==== Document passage ====

However, in practice, I found that my new site was unable to load images from the Wordpress site. I suspect this was an anti-hotlinking measure.
I couldn't seem to disable the hotlink protection, so I had to find another solution.
Solution #1: Copy the entire Wordpress uploads folder to your new site
I decided to try copying the entire Wordpress images folder to a new folder:
cp -r uploads ../../new_site/public_images
However, this solution was like using a sledgehammer to crack a nut because I only really needed a small number of the total number of images.
If you still want to go this route, you can use regex to update the URLs in the new database to make them point to the new directory:
UPDATE
Posts
SET Post
=
REPLACE
(
Post,
"http://www.pauljonesblog.com/wp-content/uploads/",
"https://www.new_site.com/public_images/"
)
And voila, the images were working.
By the way, Wordpress likes to create lots of small versions of every image. But while makes pages load faster, all those image files can get a bit annoying if you're no longer using Wordpress.
If all the images are in one folder, you can delete the small versions with this command:
rm *150x* *250x* *270x* *300x* *570x* *768x* *1024x* *1080x* *1170x* *x100* *x300* *x350* *x350* *x500* *x1024*
Solution #2: Transfer only the images you need
Then I had a brainwave. What if I didn't need to copy the entire 1-gigabyte uploads folder? What if instead I only got only the images I needed?
First I had to find out what images my new website actually needed.

==== Listed entries ====

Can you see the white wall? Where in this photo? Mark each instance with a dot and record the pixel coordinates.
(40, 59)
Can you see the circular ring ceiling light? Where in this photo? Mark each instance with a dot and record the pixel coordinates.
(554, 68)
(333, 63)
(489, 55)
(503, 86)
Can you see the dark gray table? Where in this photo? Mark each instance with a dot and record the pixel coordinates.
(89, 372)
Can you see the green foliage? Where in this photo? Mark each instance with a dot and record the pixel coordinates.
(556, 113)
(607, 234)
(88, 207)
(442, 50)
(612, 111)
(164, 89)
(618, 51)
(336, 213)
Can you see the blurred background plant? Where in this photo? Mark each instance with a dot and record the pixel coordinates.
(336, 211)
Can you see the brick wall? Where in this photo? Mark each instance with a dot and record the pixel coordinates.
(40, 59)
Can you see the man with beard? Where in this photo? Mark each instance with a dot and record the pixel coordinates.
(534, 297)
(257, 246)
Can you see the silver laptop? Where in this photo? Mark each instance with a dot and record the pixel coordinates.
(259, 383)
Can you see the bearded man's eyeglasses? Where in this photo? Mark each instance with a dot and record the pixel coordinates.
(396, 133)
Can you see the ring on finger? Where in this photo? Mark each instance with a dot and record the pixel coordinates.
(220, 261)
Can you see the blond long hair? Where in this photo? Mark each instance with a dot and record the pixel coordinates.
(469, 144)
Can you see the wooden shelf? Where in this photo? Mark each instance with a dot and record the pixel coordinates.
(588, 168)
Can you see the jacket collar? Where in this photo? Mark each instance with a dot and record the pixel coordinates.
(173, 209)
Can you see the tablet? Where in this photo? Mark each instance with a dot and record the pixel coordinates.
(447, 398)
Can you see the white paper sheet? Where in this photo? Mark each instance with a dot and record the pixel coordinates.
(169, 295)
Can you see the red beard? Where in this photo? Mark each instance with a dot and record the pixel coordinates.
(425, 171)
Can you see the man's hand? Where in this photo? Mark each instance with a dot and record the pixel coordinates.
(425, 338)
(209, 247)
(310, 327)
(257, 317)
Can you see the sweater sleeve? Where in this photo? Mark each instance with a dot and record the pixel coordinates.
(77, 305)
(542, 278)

====

_Tasks and exercises_.
a: In the write-up on moving images off a WordPress site, what did the author suspect was keeping the new site from loading images from the WordPress site?
b: Extend the write-up on moving images off a WordPress site, picking up right after its final sentence.

_Responses_.
a: An anti-hotlinking measure.

b:
So first I exported all the text of all the posts. To do this, I ran this query on my new database:
SELECT Text FROM Entries
Then I made a tool that extracts all the images from a Wordpress post. I call it the Wordpress images extractor. You just paste your posts in there and it gives you a list of images like this:
2014/11/poster.jpg
2015/01/update-box.png
2015/01/choose-updates-but-let-me-decide-whether-to-install-them.jpg
2015/01/failure-configuring-your-updates.jpg
[...]
Then I used regex in Sublime Text to turn them into cp commands:
Find: \n(.*)/(.*)/(.*)
Replace: \ncp $1/$2/$3 ~/public_html/new_site/img/originals/$1-$2_$3
Now I had a list of cp commands like this:
cp 2014/11/poster.jpg ~/public_html/new_site/img/originals/2014-11_poster.jpg
cp 2015/01/update-box.png ~/public_html/new_site/img/originals/2015-01_update-box.png
[...]
I put these commands into my server and hey presto, it copied the images to my new site.
Formatting the text
Wordpress often adds ugly and unnecessary HTML to posts. I built a tool to get rid of it. I call it the Wordpress to HTML converter. Among other things, it adds paragraph tags (something that Wordpress doesn't use).
Youtube links
Wordpress has a feature where you can easily embed YouTube videos just by putting a link in the post, like https://youtu.be/SJjk-RdzuuM. This isn't HTML however so a normal webpage would just display it literally.
You can fix this by running this regex on the text of your blog posts:
Find: https://youtu.be/([A-z0-9\?\=\-]+)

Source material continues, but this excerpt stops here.